* _What is being asked_
Print the lines below without any change, starting at the line that contains "Note to the class: find the orange traffic" and ending at the last line.
※ ※ ※
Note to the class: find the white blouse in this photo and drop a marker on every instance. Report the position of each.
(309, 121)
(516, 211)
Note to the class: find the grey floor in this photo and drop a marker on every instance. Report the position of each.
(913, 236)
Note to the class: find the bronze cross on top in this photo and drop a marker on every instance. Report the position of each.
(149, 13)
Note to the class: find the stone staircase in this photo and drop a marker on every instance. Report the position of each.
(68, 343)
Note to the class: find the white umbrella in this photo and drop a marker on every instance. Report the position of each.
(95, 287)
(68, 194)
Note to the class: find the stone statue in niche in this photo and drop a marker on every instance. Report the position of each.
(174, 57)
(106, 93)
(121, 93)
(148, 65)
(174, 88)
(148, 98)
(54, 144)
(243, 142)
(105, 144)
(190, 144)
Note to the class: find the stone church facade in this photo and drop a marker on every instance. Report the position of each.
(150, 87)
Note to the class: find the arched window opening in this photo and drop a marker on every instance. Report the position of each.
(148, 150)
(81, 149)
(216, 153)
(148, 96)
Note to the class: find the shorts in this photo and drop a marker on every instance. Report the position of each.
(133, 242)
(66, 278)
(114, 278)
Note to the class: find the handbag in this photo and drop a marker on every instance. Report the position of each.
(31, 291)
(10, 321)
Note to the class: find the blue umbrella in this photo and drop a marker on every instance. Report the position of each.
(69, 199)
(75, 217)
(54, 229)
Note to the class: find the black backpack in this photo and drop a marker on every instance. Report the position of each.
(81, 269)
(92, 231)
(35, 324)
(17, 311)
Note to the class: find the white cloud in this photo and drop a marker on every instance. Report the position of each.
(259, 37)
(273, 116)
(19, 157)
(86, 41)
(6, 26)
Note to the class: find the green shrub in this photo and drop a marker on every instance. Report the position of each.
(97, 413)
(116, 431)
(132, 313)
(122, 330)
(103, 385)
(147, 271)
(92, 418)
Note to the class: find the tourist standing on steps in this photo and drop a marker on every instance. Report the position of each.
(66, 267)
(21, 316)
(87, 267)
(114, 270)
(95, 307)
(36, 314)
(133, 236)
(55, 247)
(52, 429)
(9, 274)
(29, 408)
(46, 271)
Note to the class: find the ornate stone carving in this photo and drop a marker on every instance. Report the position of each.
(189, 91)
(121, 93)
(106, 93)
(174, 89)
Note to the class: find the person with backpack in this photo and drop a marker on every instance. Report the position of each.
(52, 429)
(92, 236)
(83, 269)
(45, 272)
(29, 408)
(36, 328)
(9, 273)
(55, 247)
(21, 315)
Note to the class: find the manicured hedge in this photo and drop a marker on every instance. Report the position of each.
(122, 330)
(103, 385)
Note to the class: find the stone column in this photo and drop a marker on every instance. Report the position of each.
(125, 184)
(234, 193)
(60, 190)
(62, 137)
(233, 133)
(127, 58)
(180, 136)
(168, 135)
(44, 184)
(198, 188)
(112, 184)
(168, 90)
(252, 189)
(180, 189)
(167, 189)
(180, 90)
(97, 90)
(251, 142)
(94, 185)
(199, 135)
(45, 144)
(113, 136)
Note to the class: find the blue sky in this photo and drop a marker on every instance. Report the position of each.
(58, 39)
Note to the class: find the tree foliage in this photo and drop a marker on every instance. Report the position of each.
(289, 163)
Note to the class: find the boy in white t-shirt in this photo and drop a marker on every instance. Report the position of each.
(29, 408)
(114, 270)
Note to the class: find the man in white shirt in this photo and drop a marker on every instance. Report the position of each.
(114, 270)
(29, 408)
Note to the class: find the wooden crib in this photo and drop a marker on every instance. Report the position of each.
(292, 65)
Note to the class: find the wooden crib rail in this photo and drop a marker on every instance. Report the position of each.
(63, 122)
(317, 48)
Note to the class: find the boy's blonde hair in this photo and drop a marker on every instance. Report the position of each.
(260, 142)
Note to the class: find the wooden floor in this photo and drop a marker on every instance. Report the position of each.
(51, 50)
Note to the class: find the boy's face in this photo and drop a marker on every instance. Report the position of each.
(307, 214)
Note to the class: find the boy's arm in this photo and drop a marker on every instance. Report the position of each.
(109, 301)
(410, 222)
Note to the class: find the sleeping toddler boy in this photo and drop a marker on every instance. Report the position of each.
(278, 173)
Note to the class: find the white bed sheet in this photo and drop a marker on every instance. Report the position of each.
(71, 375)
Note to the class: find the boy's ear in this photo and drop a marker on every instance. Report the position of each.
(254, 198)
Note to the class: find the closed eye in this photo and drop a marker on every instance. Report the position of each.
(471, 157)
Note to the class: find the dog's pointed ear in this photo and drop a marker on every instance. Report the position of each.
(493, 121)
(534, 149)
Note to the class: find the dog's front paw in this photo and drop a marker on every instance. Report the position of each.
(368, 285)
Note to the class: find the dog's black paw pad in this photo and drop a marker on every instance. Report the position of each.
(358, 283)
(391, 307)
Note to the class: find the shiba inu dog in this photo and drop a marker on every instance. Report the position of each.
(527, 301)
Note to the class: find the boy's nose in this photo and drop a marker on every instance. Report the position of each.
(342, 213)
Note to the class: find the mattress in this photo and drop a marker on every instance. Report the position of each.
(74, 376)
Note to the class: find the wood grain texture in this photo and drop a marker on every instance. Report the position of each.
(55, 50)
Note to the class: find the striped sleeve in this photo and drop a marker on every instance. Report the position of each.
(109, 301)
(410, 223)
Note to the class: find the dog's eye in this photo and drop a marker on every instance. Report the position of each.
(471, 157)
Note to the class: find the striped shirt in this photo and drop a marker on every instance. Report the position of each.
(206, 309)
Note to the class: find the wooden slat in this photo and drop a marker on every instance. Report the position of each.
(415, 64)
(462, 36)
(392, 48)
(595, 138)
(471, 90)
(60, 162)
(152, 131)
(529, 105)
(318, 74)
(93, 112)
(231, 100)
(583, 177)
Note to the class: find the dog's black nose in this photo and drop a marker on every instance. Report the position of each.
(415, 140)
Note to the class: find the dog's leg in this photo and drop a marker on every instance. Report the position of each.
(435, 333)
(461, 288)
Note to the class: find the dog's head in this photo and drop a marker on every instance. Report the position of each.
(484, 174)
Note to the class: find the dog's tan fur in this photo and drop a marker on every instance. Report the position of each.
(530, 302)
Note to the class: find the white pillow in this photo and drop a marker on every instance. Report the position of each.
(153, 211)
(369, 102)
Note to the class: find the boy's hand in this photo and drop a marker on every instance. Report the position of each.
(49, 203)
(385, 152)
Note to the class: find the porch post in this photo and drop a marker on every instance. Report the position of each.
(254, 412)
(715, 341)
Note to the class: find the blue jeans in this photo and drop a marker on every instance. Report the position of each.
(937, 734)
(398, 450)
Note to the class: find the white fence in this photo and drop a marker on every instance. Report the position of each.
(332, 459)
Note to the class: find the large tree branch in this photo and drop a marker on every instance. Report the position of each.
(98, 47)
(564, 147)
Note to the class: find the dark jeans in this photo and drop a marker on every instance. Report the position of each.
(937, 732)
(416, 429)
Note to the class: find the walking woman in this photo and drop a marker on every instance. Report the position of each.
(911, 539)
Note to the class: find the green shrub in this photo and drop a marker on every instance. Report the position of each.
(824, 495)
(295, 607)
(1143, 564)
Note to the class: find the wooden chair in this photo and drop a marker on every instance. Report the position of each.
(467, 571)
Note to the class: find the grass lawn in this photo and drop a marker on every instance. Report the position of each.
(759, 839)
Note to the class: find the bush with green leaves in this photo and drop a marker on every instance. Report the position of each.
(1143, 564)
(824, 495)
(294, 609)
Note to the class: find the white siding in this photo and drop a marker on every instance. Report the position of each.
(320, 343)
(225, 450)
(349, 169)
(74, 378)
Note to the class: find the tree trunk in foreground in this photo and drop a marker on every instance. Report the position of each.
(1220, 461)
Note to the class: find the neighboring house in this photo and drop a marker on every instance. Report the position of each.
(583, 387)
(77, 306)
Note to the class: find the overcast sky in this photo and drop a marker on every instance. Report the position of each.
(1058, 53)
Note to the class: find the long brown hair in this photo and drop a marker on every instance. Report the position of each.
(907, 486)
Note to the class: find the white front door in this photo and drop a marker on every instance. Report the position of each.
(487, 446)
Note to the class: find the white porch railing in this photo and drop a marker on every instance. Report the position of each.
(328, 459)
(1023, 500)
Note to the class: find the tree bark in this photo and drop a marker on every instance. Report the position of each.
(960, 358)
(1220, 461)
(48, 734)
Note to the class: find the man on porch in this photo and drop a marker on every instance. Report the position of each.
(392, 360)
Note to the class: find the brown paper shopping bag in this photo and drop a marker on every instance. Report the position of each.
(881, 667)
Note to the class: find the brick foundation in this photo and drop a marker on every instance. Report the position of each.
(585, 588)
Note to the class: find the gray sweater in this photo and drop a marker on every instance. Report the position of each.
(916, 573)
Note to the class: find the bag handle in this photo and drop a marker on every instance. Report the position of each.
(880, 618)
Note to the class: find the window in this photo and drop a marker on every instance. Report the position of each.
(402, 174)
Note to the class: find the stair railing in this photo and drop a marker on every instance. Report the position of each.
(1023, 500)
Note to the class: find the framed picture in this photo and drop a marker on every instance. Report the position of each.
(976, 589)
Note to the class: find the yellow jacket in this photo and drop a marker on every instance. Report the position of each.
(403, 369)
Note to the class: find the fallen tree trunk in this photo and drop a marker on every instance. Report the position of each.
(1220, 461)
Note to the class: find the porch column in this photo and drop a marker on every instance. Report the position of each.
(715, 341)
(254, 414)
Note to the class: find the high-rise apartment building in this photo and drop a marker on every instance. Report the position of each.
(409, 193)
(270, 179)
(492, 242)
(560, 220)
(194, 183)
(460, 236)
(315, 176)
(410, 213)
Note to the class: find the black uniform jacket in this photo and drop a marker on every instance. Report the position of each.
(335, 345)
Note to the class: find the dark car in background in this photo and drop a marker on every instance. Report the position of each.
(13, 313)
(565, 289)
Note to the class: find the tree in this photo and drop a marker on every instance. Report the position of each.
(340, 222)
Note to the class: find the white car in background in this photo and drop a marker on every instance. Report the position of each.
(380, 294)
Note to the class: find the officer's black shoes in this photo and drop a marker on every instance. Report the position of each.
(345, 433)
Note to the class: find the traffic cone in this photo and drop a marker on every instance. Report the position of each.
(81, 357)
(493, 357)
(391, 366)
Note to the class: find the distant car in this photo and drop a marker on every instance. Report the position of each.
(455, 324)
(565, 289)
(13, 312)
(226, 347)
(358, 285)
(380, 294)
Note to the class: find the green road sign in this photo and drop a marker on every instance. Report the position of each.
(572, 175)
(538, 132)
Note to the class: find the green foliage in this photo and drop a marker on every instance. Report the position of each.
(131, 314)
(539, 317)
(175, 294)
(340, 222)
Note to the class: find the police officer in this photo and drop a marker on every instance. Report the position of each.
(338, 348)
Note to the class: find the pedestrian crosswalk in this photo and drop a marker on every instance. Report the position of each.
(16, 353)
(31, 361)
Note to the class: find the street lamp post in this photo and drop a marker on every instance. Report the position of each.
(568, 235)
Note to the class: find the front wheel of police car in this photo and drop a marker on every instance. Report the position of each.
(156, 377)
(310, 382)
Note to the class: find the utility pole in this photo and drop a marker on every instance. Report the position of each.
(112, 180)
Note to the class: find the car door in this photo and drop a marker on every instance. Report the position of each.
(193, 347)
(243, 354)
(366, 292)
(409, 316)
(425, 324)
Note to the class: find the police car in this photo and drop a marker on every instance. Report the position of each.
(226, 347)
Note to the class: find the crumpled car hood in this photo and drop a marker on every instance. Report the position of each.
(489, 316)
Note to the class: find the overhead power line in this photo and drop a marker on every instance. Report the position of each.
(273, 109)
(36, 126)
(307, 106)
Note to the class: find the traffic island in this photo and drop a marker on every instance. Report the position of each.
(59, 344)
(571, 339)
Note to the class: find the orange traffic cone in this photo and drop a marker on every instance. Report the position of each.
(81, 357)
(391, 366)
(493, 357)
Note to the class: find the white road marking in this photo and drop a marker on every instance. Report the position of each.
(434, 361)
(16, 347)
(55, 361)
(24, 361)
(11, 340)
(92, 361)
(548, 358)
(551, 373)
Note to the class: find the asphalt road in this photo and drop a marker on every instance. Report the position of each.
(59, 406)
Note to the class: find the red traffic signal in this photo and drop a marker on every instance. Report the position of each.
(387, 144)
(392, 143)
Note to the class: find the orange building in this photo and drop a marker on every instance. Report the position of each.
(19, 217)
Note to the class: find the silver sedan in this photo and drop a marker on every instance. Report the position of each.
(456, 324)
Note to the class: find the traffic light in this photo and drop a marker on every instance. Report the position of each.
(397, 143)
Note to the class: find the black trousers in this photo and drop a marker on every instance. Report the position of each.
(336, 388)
※ ※ ※
* _Exercise solution_
Note to the class: find the orange traffic cone in this photo and drop a marker on every instance. Report the position of each.
(81, 357)
(391, 366)
(493, 357)
Note to the class: find the white road marking in this photo and drop a marker on every instance. Report the position of each.
(434, 361)
(16, 347)
(55, 361)
(24, 361)
(11, 340)
(92, 361)
(548, 358)
(551, 373)
Note to the class: find the asphalt road in this photo and drop a marker on every instance. Report the position of each.
(59, 406)
Note to the class: find the red traffic signal in this photo and drop a marker on every instance. Report the position of each.
(387, 144)
(392, 143)
Note to the class: find the orange building in this photo and drop a marker on every instance. Report the position of each.
(19, 217)
Note to the class: find the silver sedan in this photo and drop a marker on every instance. Report the position of each.
(456, 324)
Note to the class: find the traffic light in this photo and drop a marker on every instance. Report the position of each.
(397, 143)
Note to the class: find the black trousers in this photo and drop a marker on every instance. Report the position of each.
(336, 388)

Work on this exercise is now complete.